**What is being asked:** Your task is to restate the data word for word.

**Record extracts:**
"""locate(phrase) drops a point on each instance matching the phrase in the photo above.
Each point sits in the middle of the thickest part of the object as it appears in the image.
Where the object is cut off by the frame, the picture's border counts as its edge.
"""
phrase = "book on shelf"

**Written solution:**
"""locate(phrase) drops a point on each instance matching the phrase in the photo above.
Each point sits in the middle of the thickest part of the object as it appears in the image.
Where the object is cut off by the frame, the picture's border counts as its edge.
"""
phrase = "book on shelf"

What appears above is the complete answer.